TASK TO COMPLETE
No picture belongs in the answer, which must hold exactly the lines from the one with "Put a dot on each instance of the car hood" through the final line below.

##############################

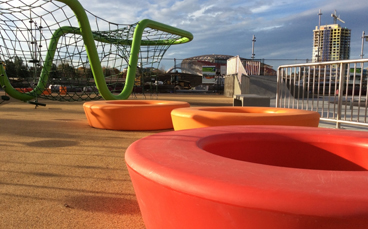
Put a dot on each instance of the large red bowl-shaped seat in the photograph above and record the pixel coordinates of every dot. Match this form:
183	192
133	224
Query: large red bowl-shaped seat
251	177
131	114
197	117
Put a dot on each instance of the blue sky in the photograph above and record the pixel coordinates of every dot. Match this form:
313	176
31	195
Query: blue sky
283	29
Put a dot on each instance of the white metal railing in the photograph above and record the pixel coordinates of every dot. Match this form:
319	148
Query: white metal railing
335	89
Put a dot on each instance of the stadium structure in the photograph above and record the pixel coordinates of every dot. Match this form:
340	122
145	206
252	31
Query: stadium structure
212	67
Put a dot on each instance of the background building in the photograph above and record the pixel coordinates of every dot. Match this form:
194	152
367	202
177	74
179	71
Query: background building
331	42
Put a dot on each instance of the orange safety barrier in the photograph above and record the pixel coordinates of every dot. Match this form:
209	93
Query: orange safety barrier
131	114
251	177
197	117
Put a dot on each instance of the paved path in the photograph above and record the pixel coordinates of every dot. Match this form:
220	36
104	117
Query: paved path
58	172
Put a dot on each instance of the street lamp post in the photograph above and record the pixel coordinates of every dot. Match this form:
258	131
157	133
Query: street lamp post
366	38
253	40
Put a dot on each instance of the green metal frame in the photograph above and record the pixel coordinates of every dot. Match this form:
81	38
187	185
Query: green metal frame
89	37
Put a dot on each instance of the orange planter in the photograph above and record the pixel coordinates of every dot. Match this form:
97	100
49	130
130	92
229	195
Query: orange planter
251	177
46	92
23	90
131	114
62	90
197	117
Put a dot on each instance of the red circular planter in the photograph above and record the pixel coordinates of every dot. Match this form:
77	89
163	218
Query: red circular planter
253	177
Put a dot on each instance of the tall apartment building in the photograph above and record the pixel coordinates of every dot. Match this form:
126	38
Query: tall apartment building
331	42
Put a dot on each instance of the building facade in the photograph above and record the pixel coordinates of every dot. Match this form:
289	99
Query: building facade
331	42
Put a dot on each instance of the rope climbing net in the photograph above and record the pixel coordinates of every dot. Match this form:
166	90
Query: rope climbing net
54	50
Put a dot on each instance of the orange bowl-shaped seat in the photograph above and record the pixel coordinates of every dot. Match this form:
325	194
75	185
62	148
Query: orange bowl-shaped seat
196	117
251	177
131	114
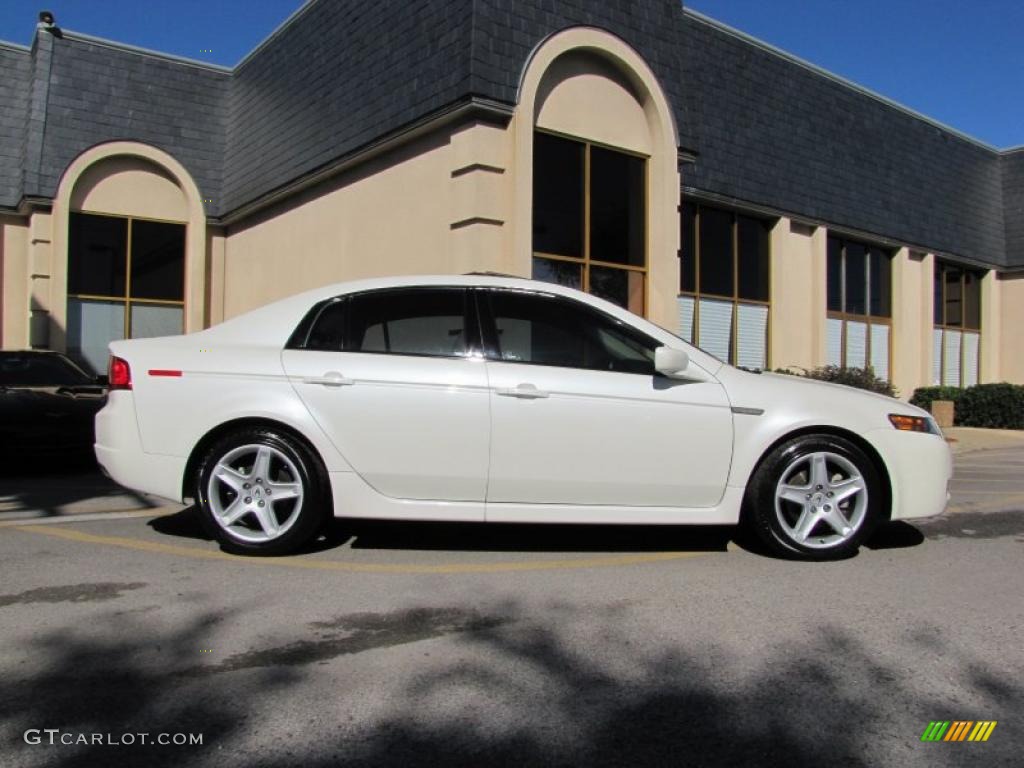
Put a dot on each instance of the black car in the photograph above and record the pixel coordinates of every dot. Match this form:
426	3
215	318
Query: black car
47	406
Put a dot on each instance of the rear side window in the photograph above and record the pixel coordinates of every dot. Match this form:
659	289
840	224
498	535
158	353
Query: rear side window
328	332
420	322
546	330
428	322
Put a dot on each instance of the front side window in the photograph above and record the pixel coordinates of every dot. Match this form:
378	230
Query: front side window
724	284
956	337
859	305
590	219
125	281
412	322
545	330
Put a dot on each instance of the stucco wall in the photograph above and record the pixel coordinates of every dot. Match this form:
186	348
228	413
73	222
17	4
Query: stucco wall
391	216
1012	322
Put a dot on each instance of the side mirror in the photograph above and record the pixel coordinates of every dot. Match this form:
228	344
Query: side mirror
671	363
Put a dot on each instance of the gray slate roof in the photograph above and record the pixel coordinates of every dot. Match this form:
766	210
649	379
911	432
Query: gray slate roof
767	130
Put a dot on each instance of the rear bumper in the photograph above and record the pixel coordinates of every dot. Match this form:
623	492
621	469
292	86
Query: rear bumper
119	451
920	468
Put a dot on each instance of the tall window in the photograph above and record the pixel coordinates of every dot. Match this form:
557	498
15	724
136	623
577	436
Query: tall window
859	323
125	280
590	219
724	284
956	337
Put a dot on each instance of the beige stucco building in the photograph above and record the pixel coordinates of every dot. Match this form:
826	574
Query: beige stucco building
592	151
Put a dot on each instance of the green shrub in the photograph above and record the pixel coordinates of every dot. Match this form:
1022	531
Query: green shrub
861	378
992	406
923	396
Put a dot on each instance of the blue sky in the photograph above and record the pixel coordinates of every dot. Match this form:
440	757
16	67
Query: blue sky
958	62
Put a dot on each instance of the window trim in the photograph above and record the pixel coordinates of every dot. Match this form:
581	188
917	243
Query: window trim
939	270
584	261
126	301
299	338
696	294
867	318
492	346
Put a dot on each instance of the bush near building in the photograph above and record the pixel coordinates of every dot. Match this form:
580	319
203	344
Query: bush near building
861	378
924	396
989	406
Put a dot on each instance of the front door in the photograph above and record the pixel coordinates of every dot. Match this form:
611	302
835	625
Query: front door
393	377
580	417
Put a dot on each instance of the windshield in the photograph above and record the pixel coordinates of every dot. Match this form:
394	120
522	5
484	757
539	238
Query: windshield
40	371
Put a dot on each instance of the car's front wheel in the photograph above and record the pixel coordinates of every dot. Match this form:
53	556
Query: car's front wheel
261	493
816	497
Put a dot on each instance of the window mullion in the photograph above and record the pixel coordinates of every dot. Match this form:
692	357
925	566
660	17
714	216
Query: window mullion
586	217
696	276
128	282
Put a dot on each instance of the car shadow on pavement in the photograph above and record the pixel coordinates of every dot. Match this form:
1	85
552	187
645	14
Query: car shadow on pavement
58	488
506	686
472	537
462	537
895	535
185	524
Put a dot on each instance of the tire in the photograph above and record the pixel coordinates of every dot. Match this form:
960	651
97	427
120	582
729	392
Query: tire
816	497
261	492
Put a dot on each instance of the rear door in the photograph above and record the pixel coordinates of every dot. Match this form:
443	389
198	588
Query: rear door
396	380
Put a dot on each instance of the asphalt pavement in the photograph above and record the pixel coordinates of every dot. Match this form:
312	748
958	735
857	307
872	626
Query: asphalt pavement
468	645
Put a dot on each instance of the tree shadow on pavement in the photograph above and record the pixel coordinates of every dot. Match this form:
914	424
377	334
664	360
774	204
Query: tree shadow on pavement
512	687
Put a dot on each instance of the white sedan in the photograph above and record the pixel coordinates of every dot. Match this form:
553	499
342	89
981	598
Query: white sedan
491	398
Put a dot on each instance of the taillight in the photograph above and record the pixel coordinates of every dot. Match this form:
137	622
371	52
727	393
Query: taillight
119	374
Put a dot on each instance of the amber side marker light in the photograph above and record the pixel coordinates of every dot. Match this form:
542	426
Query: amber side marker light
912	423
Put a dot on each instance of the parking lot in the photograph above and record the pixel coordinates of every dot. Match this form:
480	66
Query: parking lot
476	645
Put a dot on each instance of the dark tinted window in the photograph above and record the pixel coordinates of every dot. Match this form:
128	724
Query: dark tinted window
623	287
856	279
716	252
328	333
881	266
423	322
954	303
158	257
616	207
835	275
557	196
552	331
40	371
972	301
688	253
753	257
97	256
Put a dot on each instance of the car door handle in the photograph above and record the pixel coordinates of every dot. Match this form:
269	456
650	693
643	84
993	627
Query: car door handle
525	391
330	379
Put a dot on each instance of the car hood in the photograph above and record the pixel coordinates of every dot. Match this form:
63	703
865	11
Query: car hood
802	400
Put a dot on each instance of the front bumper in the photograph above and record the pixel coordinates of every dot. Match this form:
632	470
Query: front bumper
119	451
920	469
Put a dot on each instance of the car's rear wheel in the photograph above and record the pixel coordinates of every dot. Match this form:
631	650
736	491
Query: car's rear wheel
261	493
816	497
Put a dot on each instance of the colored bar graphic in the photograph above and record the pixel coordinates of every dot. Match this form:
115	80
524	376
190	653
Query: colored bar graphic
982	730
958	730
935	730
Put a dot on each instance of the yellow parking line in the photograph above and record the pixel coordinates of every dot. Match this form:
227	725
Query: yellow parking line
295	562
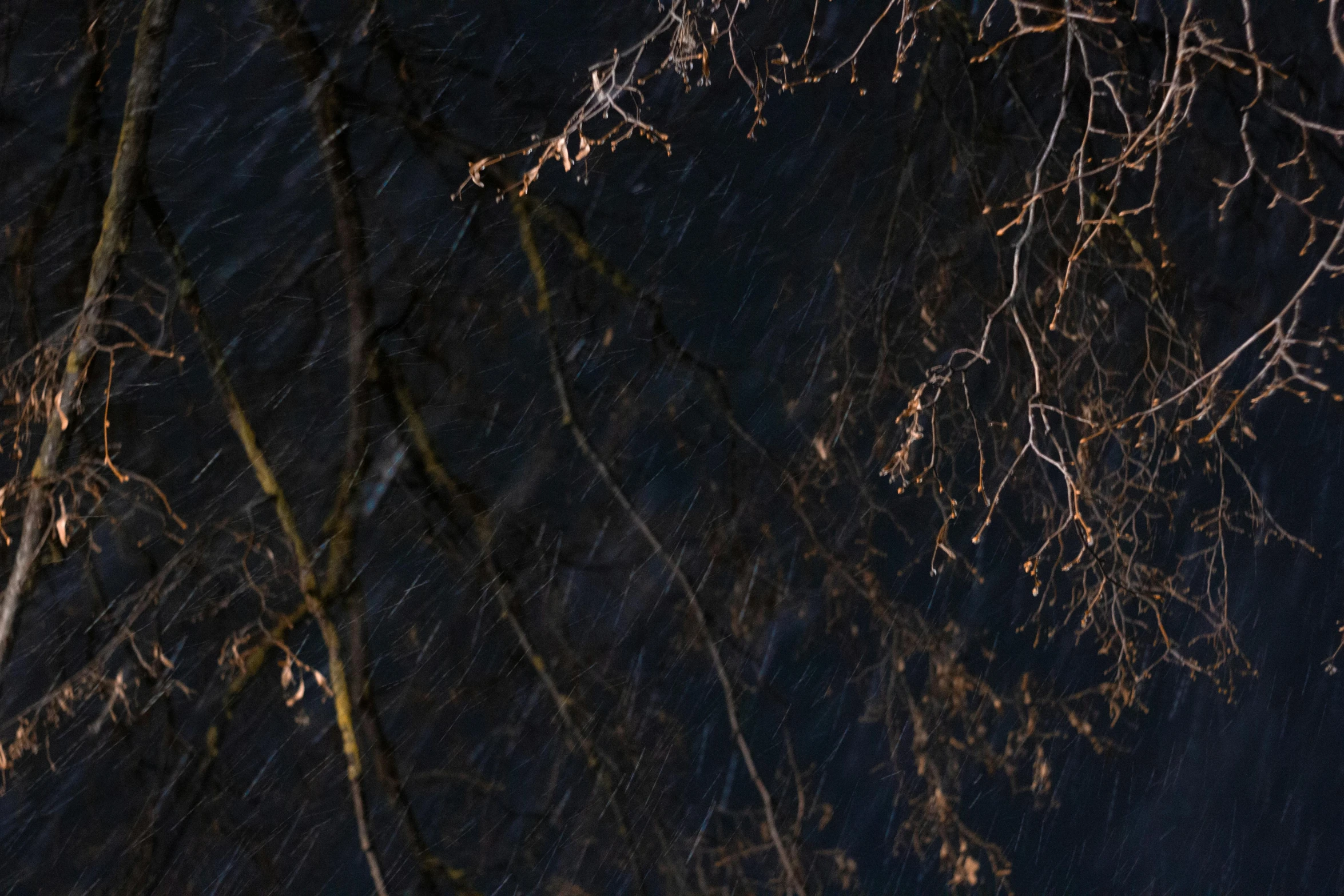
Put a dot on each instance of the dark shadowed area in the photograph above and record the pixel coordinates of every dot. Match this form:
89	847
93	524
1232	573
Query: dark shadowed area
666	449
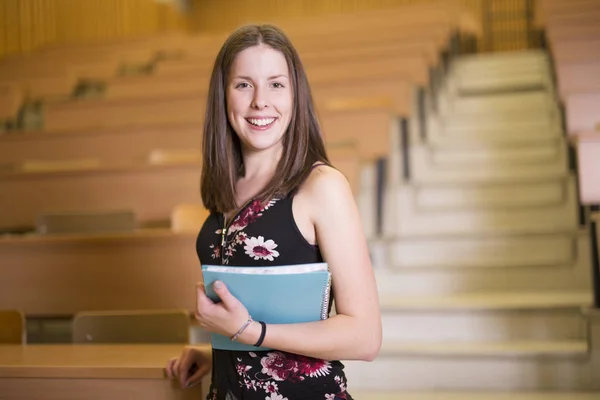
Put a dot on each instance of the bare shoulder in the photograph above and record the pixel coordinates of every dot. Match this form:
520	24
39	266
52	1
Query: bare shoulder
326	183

##############################

RESPONSE TO THIS TASK
Put a dot on each instance of the car hood in the photograph above and record the pixel coordinates of every dot. Match this form:
63	703
865	11
Query: car hood
802	400
Put a dot on each instance of the front bumper in the photograph above and record the pixel coordinates of every dot. Match this form:
632	470
Query: front bumper
119	451
920	469
Put a dot on each instance of the car's rear wheel in the photograph above and record the pixel coordinates of every dot. Match this form:
631	650
736	491
Query: car's rear wheel
261	493
816	497
Put a dot on each instance of the colored bar graphic in the photograph above and record the pixel coordinates of every dot. Match this form:
115	80
524	376
190	653
Query: colored bar graphic
982	730
958	730
935	730
Put a dot on each instance of the yellow parking line in the photograph above and record the pixel coordinates of every dot. Match this form:
227	725
Query: yellow parking line
295	562
Put a dot on each instance of the dark shadowed area in the photograph above and record the pixel coordinates of every dot. Match this form:
89	847
93	524
1232	573
Query: dark shadowed area
666	449
Put a dot on each instance of the bare shoulder in the photograph above and record the pixel coordinates of every dot. Match this form:
520	24
39	266
52	1
Query: bare shoulder
326	183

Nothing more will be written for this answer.